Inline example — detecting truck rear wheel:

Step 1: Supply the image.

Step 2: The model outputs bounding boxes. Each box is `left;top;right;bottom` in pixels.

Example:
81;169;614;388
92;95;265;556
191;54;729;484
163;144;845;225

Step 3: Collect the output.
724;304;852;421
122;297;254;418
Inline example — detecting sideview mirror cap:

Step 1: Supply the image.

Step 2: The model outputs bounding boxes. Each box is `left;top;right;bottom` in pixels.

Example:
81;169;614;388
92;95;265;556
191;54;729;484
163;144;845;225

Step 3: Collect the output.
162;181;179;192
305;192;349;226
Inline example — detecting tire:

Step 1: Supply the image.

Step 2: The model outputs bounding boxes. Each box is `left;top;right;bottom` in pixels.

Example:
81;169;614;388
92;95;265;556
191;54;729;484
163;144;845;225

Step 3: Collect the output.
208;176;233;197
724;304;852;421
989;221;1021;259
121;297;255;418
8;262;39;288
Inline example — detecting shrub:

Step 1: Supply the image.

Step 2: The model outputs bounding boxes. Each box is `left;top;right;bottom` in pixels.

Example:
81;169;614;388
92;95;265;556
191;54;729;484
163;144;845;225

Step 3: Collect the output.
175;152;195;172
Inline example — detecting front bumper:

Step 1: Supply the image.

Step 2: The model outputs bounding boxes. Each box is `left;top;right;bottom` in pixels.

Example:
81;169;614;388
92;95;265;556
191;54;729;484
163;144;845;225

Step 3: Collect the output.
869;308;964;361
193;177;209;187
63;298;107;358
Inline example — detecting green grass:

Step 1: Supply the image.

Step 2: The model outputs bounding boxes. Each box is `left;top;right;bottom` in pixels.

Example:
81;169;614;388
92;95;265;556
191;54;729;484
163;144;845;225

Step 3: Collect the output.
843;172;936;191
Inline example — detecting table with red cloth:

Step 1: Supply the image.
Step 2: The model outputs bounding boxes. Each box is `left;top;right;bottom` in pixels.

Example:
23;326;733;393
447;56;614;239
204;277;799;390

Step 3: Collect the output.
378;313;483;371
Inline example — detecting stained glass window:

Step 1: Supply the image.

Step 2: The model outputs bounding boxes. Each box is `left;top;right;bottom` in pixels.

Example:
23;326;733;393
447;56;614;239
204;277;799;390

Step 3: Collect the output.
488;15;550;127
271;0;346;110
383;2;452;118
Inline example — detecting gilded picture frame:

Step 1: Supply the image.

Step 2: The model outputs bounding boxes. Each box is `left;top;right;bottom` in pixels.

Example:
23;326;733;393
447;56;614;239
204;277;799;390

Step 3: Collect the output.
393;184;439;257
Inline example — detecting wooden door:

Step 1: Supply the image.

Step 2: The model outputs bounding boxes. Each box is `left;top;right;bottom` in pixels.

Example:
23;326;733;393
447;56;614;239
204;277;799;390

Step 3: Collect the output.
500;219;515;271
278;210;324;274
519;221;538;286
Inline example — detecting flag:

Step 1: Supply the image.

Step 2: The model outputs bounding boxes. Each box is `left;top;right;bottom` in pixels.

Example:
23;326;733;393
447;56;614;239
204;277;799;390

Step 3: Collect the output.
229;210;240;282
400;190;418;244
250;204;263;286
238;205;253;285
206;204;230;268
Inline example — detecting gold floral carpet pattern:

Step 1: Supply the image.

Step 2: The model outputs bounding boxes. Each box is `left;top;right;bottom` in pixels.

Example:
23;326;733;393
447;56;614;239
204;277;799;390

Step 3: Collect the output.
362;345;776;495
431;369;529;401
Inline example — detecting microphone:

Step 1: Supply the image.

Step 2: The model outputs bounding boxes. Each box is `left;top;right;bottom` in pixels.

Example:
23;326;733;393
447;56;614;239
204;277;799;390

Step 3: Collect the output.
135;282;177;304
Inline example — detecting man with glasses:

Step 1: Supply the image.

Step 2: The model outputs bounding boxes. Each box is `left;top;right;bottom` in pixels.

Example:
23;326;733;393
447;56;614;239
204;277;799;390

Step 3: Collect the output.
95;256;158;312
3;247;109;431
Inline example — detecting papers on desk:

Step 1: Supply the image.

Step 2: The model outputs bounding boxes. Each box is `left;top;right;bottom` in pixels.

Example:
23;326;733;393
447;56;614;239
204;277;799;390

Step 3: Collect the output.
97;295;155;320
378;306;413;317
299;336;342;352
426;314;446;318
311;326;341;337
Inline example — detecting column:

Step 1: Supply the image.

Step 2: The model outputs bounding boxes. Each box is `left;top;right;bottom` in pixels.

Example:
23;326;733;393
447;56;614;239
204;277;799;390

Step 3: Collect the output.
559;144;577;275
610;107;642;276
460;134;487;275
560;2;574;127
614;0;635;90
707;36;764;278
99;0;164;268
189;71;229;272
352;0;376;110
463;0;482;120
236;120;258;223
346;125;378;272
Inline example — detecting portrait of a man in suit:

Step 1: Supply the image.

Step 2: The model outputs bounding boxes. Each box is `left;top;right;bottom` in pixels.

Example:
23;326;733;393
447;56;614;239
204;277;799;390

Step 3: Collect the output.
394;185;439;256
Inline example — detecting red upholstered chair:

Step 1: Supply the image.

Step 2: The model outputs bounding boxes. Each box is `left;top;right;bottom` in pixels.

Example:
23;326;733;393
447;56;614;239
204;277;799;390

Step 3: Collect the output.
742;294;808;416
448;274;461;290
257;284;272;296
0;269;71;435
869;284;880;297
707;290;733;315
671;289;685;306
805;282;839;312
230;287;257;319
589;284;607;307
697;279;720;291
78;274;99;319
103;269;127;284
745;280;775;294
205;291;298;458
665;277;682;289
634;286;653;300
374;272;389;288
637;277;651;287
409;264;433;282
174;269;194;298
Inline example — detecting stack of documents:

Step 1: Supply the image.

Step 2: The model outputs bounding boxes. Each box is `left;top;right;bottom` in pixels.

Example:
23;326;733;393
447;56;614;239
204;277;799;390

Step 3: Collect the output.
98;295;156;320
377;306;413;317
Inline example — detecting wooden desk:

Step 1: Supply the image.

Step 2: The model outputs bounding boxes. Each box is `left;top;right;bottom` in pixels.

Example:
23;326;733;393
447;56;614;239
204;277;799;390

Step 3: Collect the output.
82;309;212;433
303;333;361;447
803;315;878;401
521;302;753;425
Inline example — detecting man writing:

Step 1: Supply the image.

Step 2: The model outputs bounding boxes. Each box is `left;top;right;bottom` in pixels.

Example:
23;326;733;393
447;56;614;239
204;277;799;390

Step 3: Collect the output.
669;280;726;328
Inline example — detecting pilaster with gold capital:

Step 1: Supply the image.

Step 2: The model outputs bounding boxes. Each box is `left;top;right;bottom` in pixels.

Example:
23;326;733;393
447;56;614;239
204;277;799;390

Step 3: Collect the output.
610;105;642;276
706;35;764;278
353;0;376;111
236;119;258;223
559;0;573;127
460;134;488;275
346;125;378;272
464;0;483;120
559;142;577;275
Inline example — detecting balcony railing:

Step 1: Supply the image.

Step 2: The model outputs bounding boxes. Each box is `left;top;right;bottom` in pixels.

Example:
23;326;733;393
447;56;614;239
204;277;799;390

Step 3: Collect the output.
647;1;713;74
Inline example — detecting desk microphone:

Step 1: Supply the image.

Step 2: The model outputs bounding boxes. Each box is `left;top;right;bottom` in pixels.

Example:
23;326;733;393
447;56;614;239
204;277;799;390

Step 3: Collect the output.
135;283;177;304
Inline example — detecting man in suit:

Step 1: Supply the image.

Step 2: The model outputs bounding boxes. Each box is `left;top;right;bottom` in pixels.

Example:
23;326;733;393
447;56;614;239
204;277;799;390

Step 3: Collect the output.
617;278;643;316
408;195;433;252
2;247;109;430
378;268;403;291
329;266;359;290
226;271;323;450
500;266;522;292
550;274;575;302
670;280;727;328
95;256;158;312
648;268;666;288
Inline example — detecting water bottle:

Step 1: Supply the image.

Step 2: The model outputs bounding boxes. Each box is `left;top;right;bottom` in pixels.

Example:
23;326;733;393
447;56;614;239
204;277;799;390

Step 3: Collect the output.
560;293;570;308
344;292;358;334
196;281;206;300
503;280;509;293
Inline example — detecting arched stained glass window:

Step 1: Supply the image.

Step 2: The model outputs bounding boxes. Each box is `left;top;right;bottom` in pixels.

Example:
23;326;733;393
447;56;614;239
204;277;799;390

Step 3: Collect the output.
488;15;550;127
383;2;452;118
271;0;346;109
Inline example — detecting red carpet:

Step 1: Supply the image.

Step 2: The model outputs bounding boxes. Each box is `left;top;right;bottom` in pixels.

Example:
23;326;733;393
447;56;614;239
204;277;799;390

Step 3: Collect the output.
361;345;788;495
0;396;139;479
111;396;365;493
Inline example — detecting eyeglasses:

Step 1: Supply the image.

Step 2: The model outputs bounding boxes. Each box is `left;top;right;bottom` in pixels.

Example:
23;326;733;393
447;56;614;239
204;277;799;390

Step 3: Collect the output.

◆ PROBLEM TO WORK ON ◆
Collect the lines of the data that carry the word "microphone".

◆ YOUR SOLUTION ◆
Inline example — detecting microphone:
Inline example — detecting desk microphone:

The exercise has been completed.